Designing Clinical Trials

Researchers design clinical trials to answer specific research questions related to a medical product. These trials follow a specific study plan, called a protocol that is developed by the researcher or manufacturer [72-75].

Before a clinical trial begins, researchers review prior information about the drug to develop research questions and objectives [76]. Then they decide:

• Who qualifies to participate (selection criteria)

• How many people will be part of the study

• How long the study will last

• Whether there will be a control group and other ways to limit research bias

• How the drug will be given to patients and at what dosage

• What assessments will be conducted, when, and what data will be collected

• How the data will be reviewed and analyzed

Clinical trials follow a typical series from early, small-scale Phase 1 studies to late-stage, large scale Phase 3 studies [77-80].

Phase Studies

Phase 1 (First in Humans)

Trail Design

Patients: 20 to 100 normal healthy volunteer subjects in a single center with no benefit to the subjects.

Duration of study: Short – Days to several weeks or months

Type of study: Open label (No Placebo or comparative agent), uncontrolled, single or multiple doses [81-85].

## TASK DESCRIPTION
Reproduce the text on designing clinical trials word for word, from its heading to its final line.

## DATA EXCERPTS
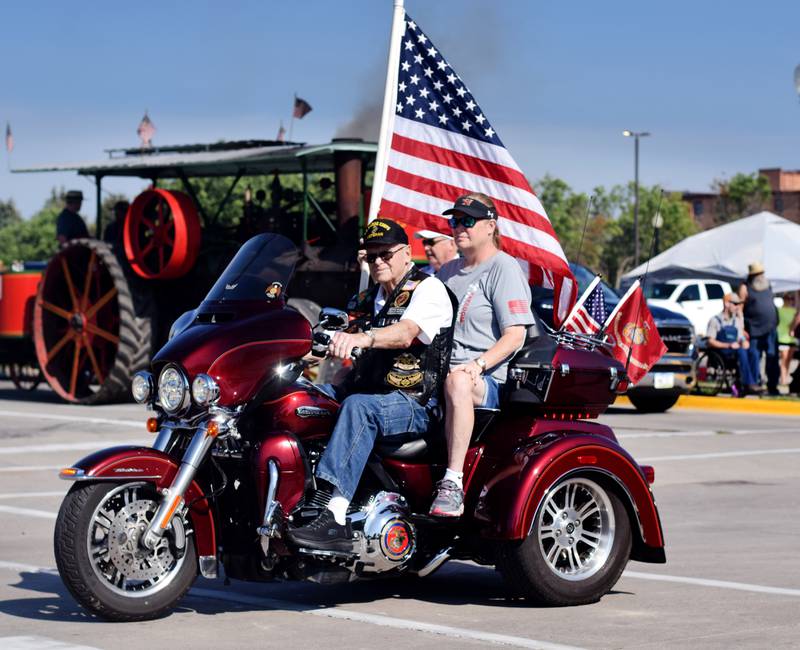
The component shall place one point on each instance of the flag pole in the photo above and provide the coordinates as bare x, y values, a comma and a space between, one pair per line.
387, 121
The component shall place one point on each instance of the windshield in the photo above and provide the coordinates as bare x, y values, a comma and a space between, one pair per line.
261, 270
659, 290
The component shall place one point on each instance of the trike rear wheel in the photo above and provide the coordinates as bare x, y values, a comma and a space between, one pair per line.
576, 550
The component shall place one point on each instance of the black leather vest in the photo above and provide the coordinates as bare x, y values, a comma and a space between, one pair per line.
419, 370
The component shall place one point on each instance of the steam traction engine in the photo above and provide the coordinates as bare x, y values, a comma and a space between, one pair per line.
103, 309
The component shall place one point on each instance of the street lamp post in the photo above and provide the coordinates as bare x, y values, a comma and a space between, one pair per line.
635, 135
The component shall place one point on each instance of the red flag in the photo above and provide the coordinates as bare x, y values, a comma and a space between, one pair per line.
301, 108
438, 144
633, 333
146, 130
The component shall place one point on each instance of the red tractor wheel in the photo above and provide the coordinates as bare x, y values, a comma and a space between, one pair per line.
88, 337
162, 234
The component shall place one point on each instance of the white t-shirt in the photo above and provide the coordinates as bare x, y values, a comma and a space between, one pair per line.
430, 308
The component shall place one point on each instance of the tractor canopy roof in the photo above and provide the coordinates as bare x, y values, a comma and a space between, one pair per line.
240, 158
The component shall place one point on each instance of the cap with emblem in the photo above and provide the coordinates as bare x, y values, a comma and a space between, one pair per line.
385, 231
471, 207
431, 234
* * *
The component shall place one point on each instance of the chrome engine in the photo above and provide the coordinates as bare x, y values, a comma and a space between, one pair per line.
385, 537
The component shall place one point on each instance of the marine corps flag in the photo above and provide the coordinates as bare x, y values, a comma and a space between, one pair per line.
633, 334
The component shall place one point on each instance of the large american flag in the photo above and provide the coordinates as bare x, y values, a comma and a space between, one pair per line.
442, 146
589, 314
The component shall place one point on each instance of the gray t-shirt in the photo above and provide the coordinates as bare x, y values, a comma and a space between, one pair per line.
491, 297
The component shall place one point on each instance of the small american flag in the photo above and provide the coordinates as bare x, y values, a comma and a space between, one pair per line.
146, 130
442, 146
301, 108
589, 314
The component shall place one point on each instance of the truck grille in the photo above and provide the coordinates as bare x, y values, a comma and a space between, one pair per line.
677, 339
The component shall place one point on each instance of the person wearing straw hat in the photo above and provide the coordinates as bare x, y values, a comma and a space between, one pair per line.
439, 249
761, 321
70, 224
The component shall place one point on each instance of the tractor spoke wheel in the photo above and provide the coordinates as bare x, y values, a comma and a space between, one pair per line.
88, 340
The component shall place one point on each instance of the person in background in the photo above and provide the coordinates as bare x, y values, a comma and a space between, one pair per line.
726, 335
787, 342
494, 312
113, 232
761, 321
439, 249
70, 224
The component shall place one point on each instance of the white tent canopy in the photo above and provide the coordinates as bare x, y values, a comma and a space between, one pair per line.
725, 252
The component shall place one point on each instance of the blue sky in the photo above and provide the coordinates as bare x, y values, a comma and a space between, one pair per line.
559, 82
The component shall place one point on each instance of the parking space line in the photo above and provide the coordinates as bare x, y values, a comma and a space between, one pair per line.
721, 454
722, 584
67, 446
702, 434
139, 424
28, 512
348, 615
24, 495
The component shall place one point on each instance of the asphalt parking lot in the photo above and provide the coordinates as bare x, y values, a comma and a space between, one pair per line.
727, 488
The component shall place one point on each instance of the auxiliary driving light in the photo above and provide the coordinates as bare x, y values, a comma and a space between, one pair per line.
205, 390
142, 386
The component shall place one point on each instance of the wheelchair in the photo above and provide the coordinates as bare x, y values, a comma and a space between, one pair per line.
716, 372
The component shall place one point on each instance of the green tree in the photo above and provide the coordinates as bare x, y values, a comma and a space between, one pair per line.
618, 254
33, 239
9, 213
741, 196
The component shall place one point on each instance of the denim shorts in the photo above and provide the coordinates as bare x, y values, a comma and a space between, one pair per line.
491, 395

## ANSWER TO THE EXERCISE
Designing Clinical Trials

Researchers design clinical trials to answer specific research questions related to a medical product. These trials follow a specific study plan, called a protocol that is developed by the researcher or manufacturer [72-75].

Before a clinical trial begins, researchers review prior information about the drug to develop research questions and objectives [76]. Then they decide:

• Who qualifies to participate (selection criteria)

• How many people will be part of the study

• How long the study will last

• Whether there will be a control group and other ways to limit research bias

• How the drug will be given to patients and at what dosage

• What assessments will be conducted, when, and what data will be collected

• How the data will be reviewed and analyzed

Clinical trials follow a typical series from early, small-scale Phase 1 studies to late-stage, large scale Phase 3 studies [77-80].

Phase Studies

Phase 1 (First in Humans)

Trail Design

Patients: 20 to 100 normal healthy volunteer subjects in a single center with no benefit to the subjects.

Duration of study: Short – Days to several weeks or months

Type of study: Open label (No Placebo or comparative agent), uncontrolled, single or multiple doses [81-85].